#### WHAT THE EXERCISE ASKS:
Everything from the line containing "Target: clear blue sky" through the end of the entries below must be set down exactly, and nothing else.

START SUPPLIED ENTRIES

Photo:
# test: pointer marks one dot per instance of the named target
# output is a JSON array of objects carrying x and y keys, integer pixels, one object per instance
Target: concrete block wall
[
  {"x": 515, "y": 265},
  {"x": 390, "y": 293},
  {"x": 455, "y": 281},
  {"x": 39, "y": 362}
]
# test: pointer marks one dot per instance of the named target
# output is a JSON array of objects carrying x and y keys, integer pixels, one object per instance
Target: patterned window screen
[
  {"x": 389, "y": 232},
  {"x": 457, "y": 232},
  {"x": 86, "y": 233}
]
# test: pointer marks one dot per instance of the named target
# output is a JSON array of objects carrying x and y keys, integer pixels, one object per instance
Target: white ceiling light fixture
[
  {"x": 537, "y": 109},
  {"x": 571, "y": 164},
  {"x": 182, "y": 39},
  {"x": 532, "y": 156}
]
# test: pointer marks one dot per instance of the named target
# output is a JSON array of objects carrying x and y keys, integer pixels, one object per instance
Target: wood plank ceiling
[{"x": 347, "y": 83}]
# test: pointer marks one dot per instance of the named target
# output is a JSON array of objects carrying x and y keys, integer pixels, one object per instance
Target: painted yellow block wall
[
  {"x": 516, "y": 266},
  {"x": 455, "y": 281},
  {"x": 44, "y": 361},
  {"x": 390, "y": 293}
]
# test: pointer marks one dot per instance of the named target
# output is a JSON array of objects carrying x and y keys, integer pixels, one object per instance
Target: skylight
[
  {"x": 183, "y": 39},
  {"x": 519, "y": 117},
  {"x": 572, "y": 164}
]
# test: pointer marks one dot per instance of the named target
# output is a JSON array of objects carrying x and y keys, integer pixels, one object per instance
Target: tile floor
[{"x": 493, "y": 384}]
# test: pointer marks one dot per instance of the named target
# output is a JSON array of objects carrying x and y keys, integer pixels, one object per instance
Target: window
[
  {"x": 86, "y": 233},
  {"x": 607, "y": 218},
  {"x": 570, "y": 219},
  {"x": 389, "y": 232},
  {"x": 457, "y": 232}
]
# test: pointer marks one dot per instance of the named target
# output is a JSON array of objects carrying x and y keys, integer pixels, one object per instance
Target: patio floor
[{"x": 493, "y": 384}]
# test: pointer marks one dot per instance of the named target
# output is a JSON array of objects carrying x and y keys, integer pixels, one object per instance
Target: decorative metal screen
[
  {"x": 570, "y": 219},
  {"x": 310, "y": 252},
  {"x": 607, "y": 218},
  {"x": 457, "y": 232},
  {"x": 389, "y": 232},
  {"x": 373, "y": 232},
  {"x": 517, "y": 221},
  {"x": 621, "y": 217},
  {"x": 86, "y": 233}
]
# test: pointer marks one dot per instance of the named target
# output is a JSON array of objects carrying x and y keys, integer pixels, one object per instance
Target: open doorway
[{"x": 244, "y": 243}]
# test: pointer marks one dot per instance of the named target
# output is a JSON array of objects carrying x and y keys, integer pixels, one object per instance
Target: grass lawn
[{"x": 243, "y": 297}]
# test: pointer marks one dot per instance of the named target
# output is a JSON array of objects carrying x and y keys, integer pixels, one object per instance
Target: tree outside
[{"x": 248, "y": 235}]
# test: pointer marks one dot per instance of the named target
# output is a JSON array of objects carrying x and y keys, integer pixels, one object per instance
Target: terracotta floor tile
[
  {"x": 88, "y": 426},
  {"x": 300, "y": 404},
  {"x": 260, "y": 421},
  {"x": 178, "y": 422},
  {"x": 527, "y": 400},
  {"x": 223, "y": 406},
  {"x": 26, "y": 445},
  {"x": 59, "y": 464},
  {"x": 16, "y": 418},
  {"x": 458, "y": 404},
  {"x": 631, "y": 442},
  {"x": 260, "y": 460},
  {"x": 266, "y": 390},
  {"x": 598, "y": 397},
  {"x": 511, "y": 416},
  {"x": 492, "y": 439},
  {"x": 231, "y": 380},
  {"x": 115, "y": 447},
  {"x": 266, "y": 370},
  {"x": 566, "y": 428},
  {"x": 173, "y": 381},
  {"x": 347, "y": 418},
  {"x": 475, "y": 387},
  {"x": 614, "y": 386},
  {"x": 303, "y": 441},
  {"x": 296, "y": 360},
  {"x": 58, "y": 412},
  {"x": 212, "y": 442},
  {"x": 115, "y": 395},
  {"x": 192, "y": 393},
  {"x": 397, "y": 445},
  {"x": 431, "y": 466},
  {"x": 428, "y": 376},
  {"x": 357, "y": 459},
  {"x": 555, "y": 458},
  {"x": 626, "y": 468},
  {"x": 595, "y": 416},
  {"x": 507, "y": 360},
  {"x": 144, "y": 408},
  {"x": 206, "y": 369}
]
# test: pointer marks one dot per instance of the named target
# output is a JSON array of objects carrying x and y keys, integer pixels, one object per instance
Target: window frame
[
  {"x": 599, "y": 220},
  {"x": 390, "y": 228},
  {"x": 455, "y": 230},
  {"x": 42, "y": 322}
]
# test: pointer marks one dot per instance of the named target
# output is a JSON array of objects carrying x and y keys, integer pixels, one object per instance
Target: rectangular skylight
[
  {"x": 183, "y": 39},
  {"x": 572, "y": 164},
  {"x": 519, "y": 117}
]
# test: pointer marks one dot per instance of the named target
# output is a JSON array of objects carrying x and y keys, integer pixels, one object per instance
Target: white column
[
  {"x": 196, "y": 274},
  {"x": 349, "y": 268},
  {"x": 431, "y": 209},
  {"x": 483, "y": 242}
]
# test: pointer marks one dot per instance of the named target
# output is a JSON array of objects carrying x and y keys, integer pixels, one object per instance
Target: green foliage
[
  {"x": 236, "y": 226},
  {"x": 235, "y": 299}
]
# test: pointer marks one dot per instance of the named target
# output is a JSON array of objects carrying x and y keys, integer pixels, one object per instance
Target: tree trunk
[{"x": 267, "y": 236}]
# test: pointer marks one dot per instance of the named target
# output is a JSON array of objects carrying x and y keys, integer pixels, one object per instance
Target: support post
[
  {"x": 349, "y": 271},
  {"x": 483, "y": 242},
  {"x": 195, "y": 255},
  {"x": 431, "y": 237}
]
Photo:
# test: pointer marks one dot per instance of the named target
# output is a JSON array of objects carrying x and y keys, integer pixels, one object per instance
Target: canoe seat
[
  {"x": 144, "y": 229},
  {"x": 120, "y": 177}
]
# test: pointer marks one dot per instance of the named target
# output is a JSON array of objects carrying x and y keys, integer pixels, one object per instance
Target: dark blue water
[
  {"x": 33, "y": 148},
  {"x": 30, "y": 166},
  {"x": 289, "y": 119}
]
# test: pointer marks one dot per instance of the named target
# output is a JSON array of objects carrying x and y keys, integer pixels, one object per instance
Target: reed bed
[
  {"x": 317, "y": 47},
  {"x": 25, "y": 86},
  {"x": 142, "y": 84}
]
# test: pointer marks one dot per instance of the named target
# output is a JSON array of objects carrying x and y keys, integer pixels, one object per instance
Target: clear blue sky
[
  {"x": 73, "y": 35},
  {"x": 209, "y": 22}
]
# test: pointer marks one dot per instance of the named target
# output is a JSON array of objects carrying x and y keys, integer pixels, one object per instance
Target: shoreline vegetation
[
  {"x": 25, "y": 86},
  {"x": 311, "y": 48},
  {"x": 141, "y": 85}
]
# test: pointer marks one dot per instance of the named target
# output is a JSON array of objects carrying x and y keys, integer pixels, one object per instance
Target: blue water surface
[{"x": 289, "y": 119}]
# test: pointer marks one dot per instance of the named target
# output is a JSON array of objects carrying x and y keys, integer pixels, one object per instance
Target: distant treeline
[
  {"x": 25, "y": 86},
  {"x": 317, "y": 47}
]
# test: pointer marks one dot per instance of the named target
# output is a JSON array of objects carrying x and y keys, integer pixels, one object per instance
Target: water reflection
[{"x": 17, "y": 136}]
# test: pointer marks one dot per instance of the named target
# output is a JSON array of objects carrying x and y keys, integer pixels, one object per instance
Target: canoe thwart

END SUPPLIED ENTRIES

#### WRITTEN SOLUTION:
Target: clear blue sky
[
  {"x": 73, "y": 35},
  {"x": 209, "y": 22}
]
# test: pointer marks one dot per instance of the named target
# output is a JSON array of objects carrying x and y keys, integer pixels, one object per instance
Target: shoreline vegetation
[
  {"x": 25, "y": 86},
  {"x": 311, "y": 48},
  {"x": 141, "y": 85}
]
# test: pointer marks one dot per instance of the named target
# output is a JSON array of objects carrying x and y keys, integer pixels, one object per instance
Target: blue water surface
[{"x": 289, "y": 119}]
# test: pointer marks one dot per instance of the named target
# output is a JSON array of objects carrying x and y keys, integer pixels, one object per instance
Target: distant treeline
[
  {"x": 25, "y": 86},
  {"x": 317, "y": 47}
]
# test: pointer marks one dot per instance of the named target
# output is a JSON array of objects carrying x and y keys, integer pixels, one object per instance
Target: water reflection
[{"x": 17, "y": 136}]
# test: pointer marks one dot per instance of the named target
# output is a JSON array of objects carrying x and y keys, integer pixels, one object per instance
Target: canoe thwart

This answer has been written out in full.